▶ **TASK TO CARRY OUT**
What's needed is a full, exact retyping of the records.

▶ **LISTED ENTRIES**
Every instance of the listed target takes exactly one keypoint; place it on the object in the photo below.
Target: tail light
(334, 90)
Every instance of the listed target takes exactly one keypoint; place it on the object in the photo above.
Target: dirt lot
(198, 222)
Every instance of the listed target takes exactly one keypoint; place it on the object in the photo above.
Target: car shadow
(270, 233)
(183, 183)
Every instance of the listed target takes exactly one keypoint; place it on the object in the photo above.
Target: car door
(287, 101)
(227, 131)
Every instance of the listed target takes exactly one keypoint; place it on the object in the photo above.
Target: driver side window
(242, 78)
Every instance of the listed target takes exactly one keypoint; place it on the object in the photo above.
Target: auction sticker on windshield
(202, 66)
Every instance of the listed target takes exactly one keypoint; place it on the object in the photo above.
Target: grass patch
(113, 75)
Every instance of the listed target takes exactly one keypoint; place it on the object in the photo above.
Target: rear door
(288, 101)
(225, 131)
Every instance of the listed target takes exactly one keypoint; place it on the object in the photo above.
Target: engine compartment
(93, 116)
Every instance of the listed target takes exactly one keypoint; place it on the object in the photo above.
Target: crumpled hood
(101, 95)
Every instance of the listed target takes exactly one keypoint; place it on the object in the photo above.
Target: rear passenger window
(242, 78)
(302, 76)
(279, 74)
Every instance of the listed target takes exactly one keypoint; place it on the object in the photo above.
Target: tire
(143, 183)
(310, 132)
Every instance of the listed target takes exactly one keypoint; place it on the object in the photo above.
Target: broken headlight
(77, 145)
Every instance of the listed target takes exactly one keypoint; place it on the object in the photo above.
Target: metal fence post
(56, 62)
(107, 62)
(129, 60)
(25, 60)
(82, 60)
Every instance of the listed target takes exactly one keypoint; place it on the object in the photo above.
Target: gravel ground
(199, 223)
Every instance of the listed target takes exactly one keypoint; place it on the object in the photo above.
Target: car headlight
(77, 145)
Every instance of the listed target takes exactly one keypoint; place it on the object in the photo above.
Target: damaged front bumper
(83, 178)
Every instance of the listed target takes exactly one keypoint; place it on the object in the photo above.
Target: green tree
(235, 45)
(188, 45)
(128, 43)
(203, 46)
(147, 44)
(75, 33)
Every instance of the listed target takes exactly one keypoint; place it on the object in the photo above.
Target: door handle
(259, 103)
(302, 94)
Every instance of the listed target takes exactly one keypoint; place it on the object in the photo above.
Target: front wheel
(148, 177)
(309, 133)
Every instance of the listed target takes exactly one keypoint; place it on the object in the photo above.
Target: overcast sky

▶ **ANSWER BOX**
Every instance of the listed target takes exactly one keypoint; place it on the object in the photo below.
Target: tail light
(334, 90)
Every instance of the listed target takes exactly one keypoint; place it on the object in the photo above.
Target: dirt lot
(198, 222)
Every instance of the listed target takes exactly one keypoint; place it on the object in the photo above.
Target: car shadow
(270, 233)
(183, 183)
Every instance of the listed target takes exactly one keypoint; place it on the object in the photo above.
Target: car door
(287, 101)
(227, 131)
Every instance of the listed target takes exactly one keypoint; place it on the object in the photo above.
Target: driver side window
(242, 78)
Every instance of the listed target takes exactly one keypoint; place it on the object in the photo above.
Target: auction sticker on windshield
(202, 66)
Every instance of the listed target takes exactly one keypoint; place it on the object in the photo above.
Target: grass patch
(113, 75)
Every instance of the listed target takes exactly one keypoint; place it on the object in the photo above.
Target: rear door
(288, 101)
(225, 131)
Every instance of the listed target takes exactly one keypoint; place it on the object in the photo above.
Target: engine compartment
(93, 116)
Every instance of the listed target takes exactly one keypoint; place it on the object in the photo above.
Target: crumpled hood
(101, 95)
Every instance of the listed target takes exactly one keypoint; place it on the object in the photo above.
Target: rear passenger window
(242, 78)
(302, 76)
(279, 74)
Every instance of the listed target takes exactly one keypoint; place it on the object in the photo above.
Target: tire
(143, 183)
(310, 132)
Every instance of the listed target takes exactly one keypoint; place it on the object in the photo above.
Target: broken headlight
(77, 145)
Every instance of the listed target takes exactly one keypoint; place it on the object in the photo above.
Target: metal fence post
(56, 62)
(107, 62)
(129, 60)
(25, 60)
(82, 60)
Every instance of the listed target takes exactly one keypoint; place it on the object in the photo above.
Target: gravel ground
(199, 223)
Every instance of the listed target takes exactly one keypoint; place it on the object in the photo above.
Target: car headlight
(77, 145)
Every instance of the listed target takes exactly one keypoint; place it on the object in the photo above.
Target: damaged front bumper
(83, 178)
Every instance of the listed target takes exactly one keypoint; place it on the object in the photo above.
Target: green tree
(235, 45)
(188, 45)
(128, 43)
(203, 46)
(147, 44)
(75, 33)
Every instance of the listed target takes exactly one keypoint; place it on the object in the photo above.
Target: door handle
(259, 103)
(302, 94)
Every instance of the listed target takes exactly one keypoint; place it on the object in the photo above.
Target: front wheel
(148, 177)
(309, 133)
Every instance of the listed target takes exactly one keypoint; place it on the object in the photo above.
Target: overcast sky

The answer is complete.